--- TEXT SHOWN Enclosed Below ---

To be clear, user funding should complement appropriations. All Americans benefit from the mere existence of national parks—perhaps just through the knowledge that the lands encompassed by parks have been conserved for future generations. But the recreationists who visit national parks benefit far more than the many taxpayers who help fund parks but are never inclined to visit and enjoy them. The other side of the same coin is that visitors bring impacts—wear and tear on roads and trails, staff to run visitor centers or rangers to enforce the law, use of toilets and water systems—that have to be paid for somehow.
Visitor fees for admission to a national park or use of a campground or other amenity total approximately $300 million each year, or about 10 percent of the total National Park Service budget, but the distribution across sites varies greatly. According to agency data, of the 61 national parks, at least six—Bryce Canyon, Canyonlands, Grand Canyon, Haleakala, Joshua Tree, and Zion—now bring in more revenue from visitors than they receive from congressional appropriations. Another dozen or so parks, including Acadia, Grand Teton, Shenandoah, Yellowstone, and Yosemite, collect recreation fee revenues equal to at least 40 percent of their appropriated funding. Because 80 percent of fee revenues stay in the park where collected, fee dollars provide park superintendents valuable funding to address their most pressing needs.
It’s no coincidence that many of these are the “destination” parks that adorn wall calendars and t-shirts. The value from a visit to one of these remarkable parks is immense compared to the entry fee charged—at most, $35 per vehicle for an entire week. Even if a family of four makes just a two-day visit, paying roughly $4 per person per day is a bargain to see sites like Half Dome or Grand Prismatic or take in hikes along the Maine coast or Virginia mountain streams. If funding is squeezed in the future, few visitors would hesitate to pay a little more to mitigate the impacts that come from visiting these wonders.

--- End of Enclosed TEXT SHOWN ---

__TASK TO COMPLETE__:
From the national park funding text, copy out the passage running from "To be clear, user" to "paid for somehow.".

--- SUPPLIED RECORDS Enclosed Below ---

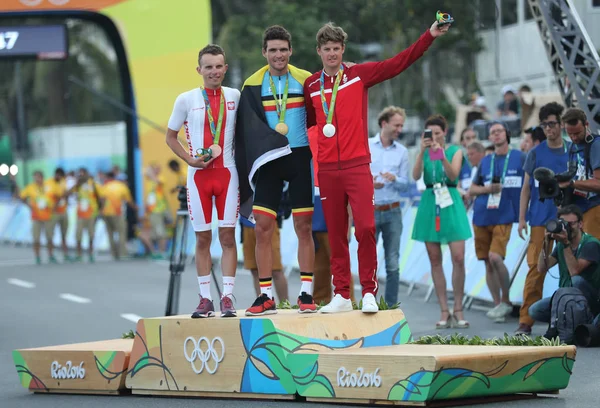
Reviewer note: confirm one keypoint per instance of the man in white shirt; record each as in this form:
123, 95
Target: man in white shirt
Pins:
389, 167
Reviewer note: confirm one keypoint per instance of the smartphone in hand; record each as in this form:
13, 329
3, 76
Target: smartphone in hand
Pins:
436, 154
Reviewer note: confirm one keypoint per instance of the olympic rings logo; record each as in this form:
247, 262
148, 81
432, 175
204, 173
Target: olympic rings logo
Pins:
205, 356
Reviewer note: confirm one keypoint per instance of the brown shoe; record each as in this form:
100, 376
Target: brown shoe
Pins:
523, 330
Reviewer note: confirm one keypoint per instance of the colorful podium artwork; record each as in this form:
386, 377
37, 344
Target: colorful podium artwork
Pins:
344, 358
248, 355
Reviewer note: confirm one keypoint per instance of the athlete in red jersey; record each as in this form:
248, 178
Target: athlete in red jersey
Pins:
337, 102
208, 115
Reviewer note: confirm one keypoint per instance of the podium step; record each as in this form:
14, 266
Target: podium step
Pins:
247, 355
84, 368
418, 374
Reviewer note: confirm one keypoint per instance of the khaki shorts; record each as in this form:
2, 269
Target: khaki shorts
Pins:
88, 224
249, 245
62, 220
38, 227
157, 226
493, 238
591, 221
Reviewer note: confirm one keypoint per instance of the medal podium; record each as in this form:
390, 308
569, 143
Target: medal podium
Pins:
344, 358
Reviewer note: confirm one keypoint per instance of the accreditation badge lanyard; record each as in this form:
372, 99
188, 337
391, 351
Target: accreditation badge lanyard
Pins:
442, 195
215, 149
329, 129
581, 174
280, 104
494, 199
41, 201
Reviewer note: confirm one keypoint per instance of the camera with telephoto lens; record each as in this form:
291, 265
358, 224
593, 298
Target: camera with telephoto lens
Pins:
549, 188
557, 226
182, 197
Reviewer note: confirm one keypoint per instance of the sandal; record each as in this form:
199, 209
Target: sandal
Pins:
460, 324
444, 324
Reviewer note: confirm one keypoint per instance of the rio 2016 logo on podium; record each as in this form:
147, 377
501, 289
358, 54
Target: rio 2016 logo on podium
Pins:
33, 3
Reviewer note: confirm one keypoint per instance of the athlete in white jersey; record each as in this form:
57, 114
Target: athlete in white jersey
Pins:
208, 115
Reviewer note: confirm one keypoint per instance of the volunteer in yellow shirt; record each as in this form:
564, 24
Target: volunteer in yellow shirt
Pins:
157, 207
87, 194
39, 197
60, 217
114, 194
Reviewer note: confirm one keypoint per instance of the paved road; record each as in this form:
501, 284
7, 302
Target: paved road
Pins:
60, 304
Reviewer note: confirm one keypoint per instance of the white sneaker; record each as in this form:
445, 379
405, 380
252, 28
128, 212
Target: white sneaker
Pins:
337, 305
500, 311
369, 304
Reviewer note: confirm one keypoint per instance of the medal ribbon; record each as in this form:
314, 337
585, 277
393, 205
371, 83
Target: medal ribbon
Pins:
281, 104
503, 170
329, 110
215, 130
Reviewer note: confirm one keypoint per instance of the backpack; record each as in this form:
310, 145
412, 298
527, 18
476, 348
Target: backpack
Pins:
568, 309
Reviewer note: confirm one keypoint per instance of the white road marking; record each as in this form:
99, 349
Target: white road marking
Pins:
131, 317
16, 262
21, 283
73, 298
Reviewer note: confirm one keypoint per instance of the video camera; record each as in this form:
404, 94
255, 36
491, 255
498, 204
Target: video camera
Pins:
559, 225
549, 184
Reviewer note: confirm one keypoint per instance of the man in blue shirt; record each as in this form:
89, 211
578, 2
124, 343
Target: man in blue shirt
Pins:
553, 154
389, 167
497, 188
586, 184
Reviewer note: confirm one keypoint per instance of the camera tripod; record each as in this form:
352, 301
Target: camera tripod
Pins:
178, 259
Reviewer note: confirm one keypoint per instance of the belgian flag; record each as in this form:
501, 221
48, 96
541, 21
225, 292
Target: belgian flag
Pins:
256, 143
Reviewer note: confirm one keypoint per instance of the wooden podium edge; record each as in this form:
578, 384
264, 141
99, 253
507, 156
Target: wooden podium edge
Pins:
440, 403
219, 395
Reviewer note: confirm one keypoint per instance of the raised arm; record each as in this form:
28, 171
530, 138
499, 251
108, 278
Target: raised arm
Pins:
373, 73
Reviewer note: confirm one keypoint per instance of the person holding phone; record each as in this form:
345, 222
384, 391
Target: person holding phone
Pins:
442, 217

--- End of Enclosed SUPPLIED RECORDS ---

__RESPONSE FOR THIS EXERCISE__:
To be clear, user funding should complement appropriations. All Americans benefit from the mere existence of national parks—perhaps just through the knowledge that the lands encompassed by parks have been conserved for future generations. But the recreationists who visit national parks benefit far more than the many taxpayers who help fund parks but are never inclined to visit and enjoy them. The other side of the same coin is that visitors bring impacts—wear and tear on roads and trails, staff to run visitor centers or rangers to enforce the law, use of toilets and water systems—that have to be paid for somehow.